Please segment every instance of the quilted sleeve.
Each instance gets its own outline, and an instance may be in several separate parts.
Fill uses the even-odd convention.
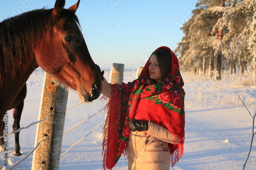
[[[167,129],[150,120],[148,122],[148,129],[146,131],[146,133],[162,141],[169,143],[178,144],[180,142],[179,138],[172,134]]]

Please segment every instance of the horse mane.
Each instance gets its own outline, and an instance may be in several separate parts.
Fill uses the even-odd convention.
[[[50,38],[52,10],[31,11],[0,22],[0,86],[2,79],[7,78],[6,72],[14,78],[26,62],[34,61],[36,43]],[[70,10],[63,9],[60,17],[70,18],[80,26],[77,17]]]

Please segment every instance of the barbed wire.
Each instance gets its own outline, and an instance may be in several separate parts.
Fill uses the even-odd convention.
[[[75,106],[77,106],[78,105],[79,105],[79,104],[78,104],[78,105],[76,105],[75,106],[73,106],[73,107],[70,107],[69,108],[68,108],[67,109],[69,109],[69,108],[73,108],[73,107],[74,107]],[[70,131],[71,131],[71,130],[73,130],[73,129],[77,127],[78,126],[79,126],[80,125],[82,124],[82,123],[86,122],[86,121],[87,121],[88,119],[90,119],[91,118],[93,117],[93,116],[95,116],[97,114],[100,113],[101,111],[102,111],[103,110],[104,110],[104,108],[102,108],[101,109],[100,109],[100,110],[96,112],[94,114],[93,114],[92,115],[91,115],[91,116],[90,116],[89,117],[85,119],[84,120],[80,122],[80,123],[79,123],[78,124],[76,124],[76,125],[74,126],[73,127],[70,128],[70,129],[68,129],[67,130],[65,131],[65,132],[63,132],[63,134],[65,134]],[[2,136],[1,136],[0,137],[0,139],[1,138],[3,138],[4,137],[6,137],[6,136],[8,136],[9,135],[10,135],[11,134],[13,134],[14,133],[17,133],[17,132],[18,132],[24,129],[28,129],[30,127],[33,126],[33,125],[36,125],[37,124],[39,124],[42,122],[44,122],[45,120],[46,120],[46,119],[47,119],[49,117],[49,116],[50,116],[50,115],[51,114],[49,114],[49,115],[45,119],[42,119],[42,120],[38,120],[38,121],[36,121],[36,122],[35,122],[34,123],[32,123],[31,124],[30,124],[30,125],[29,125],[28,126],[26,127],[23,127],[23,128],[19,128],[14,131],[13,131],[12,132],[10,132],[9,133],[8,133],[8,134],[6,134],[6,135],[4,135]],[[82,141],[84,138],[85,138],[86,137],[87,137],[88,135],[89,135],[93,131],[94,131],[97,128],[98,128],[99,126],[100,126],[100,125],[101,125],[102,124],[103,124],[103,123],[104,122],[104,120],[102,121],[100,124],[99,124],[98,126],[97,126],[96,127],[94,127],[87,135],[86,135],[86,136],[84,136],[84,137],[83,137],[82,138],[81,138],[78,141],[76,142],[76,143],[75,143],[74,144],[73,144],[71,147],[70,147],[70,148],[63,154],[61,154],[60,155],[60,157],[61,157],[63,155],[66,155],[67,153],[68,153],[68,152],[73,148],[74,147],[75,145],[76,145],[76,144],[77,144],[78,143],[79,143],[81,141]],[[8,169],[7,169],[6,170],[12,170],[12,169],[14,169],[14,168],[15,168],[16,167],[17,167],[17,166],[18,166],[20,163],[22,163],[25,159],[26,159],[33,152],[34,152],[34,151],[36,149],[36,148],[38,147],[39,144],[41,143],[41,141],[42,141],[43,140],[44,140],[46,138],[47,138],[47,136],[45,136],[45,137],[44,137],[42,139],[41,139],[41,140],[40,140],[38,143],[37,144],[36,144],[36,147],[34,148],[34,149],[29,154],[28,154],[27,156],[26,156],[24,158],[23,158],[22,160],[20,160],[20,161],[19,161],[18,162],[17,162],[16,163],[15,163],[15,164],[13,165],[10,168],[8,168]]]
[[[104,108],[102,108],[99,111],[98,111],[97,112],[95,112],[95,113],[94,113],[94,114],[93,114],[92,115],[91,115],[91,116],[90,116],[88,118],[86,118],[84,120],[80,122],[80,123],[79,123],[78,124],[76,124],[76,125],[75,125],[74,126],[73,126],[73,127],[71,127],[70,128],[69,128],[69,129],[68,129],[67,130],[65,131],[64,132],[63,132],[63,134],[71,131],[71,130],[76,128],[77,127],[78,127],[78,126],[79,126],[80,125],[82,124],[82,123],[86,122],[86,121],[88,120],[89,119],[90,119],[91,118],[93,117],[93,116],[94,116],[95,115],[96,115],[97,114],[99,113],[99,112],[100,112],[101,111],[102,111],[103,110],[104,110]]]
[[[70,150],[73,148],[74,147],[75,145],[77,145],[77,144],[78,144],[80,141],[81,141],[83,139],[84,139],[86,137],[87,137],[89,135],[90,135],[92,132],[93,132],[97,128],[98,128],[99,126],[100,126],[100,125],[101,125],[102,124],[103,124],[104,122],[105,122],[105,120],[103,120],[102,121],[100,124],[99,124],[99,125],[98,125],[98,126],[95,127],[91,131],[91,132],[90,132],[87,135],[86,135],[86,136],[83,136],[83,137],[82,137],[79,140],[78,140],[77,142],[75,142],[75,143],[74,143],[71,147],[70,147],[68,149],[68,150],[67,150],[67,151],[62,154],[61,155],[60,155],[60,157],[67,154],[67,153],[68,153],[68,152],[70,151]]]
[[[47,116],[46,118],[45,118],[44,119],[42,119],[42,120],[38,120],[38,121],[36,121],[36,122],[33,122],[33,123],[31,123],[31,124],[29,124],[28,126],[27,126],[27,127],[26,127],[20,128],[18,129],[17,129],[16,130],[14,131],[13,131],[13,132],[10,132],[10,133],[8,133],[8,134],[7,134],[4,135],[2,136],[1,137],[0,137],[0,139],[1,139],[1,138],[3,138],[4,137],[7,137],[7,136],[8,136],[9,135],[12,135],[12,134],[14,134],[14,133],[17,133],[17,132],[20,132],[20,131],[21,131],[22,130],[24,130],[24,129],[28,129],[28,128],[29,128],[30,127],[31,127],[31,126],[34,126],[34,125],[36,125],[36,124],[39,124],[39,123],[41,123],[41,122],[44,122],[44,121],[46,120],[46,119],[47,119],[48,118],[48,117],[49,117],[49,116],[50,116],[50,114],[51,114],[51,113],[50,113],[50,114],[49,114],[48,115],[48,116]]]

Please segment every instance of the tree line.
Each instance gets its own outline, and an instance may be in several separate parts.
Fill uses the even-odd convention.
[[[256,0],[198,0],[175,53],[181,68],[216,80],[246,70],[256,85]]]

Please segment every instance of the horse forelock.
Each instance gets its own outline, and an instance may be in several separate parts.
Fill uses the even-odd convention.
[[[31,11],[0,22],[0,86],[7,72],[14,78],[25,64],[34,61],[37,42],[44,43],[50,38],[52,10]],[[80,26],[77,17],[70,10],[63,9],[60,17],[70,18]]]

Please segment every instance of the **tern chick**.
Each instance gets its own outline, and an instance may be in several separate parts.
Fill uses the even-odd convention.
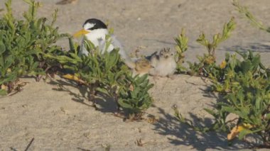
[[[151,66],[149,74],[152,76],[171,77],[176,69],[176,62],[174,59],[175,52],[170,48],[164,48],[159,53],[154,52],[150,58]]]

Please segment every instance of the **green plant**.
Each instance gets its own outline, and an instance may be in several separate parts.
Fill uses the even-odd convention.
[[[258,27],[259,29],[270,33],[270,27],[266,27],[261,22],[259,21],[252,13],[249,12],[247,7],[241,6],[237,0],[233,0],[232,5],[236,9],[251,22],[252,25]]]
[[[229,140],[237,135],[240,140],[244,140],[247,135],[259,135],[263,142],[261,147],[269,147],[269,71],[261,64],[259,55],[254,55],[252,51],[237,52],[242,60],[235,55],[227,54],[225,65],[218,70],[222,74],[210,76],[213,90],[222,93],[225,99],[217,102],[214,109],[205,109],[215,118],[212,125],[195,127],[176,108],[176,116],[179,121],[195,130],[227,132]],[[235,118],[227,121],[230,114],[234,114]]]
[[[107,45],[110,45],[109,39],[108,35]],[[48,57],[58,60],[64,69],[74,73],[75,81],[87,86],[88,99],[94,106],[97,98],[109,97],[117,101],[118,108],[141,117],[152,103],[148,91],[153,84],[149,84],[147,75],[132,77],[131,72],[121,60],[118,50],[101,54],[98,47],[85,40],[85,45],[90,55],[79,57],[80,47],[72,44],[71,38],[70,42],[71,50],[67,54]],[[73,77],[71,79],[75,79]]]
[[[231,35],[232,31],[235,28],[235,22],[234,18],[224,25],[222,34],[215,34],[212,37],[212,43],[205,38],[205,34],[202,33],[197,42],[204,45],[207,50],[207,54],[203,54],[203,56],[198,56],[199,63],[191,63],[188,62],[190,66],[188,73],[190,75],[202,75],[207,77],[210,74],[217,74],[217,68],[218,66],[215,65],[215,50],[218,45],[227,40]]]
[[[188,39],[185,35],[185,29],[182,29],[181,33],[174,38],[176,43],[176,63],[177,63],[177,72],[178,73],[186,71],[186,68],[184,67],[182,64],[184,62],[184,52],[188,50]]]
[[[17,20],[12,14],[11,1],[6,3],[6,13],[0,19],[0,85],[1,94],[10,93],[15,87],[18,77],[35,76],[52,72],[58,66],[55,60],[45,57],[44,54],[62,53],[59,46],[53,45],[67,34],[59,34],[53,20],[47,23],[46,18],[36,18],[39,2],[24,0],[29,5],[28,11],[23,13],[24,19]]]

___

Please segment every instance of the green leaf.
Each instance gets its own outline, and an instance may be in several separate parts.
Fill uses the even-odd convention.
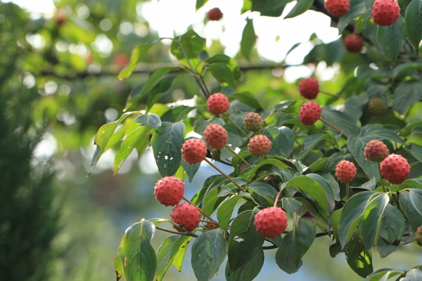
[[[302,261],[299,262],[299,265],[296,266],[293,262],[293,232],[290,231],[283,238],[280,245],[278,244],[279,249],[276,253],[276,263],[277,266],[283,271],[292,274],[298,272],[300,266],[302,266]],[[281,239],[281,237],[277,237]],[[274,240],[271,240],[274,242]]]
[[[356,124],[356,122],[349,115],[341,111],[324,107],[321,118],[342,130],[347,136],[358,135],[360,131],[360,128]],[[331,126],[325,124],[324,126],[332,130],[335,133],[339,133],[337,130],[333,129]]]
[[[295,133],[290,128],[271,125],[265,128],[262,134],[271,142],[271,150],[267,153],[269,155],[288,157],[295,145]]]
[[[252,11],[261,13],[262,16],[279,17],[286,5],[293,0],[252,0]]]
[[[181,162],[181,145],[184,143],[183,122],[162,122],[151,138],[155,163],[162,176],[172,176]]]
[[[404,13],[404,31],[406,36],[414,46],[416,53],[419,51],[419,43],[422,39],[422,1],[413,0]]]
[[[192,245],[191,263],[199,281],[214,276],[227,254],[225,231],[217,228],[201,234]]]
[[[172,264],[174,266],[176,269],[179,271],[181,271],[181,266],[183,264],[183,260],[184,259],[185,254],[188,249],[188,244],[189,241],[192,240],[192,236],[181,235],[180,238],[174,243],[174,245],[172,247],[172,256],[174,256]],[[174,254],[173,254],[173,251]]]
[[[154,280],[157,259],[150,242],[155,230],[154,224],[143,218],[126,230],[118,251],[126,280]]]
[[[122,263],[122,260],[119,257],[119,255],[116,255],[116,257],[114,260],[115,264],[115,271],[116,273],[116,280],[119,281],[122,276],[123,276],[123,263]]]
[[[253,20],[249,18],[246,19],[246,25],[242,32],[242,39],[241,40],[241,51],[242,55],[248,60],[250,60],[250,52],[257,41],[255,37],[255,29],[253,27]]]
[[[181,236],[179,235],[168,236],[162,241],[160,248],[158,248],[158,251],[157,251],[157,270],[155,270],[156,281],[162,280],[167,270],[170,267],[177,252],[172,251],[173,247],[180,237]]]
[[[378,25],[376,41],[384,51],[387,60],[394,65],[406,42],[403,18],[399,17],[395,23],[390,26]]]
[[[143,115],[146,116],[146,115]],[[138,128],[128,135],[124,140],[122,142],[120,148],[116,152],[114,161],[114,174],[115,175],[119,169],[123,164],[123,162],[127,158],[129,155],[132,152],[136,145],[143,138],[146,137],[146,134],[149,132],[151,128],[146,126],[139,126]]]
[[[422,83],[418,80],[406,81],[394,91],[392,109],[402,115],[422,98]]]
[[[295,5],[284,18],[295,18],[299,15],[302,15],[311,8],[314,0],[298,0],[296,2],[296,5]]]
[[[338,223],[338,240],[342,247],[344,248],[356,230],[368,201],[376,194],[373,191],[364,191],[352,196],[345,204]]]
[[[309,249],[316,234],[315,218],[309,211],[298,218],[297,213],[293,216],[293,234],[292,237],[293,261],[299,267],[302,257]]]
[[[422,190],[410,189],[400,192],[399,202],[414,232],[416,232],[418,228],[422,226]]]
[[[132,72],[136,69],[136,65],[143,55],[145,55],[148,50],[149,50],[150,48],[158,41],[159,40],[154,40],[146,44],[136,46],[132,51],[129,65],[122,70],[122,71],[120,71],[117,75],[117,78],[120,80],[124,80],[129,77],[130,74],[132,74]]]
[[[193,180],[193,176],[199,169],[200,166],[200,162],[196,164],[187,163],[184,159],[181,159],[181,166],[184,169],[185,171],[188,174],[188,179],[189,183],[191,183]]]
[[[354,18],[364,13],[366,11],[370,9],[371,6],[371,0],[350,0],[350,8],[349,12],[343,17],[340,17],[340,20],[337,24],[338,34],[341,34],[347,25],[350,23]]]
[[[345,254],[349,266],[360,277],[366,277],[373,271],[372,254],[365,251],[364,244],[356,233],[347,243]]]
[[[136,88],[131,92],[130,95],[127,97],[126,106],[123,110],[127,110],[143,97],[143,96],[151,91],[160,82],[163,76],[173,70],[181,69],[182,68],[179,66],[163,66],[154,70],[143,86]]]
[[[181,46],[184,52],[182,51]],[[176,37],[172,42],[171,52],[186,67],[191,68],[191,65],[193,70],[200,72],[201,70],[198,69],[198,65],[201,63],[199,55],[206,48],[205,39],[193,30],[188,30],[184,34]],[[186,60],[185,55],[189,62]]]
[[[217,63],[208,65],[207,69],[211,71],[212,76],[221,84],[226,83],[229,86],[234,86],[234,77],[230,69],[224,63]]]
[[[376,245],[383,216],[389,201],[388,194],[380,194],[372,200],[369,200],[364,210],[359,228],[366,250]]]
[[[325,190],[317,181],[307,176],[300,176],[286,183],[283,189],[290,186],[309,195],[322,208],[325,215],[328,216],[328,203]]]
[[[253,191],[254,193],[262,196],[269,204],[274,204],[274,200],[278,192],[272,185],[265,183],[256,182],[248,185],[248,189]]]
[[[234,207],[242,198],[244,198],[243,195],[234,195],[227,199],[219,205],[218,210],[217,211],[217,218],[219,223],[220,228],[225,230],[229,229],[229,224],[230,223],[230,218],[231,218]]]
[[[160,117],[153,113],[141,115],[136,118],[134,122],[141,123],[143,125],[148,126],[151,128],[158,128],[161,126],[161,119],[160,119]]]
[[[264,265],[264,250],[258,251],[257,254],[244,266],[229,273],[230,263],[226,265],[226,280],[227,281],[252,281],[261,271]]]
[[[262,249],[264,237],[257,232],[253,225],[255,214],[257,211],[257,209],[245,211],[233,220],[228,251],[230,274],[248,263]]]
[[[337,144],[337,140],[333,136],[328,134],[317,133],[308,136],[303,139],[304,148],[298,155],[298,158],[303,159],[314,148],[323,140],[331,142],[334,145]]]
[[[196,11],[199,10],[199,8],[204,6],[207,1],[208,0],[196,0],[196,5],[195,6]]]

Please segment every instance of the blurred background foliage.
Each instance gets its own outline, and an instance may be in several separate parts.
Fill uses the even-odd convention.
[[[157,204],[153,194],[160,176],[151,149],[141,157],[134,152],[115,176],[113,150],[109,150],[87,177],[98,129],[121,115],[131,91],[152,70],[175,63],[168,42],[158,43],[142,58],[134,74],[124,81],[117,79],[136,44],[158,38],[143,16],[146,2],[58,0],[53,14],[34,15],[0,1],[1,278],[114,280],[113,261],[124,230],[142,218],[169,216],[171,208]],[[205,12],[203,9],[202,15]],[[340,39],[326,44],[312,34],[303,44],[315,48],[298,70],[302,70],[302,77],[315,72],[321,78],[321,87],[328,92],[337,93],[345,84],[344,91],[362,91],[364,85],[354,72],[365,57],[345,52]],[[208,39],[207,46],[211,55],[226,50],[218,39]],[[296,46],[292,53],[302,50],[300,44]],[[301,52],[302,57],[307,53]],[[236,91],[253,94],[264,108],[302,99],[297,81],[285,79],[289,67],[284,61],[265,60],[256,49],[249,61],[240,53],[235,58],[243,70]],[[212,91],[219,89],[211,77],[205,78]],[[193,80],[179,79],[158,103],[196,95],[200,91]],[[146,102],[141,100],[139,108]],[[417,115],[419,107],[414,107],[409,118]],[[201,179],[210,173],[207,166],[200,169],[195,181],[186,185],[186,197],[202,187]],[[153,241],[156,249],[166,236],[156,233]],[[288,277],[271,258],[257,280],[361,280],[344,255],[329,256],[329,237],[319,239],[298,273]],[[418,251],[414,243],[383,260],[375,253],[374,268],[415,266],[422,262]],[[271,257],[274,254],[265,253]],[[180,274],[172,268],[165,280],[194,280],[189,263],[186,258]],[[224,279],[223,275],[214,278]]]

___

Work to be completed: Pull out each line of the data above that contains the word "horse".

Result:
Please segment every instance of the horse mane.
Please segment every instance of the horse forelock.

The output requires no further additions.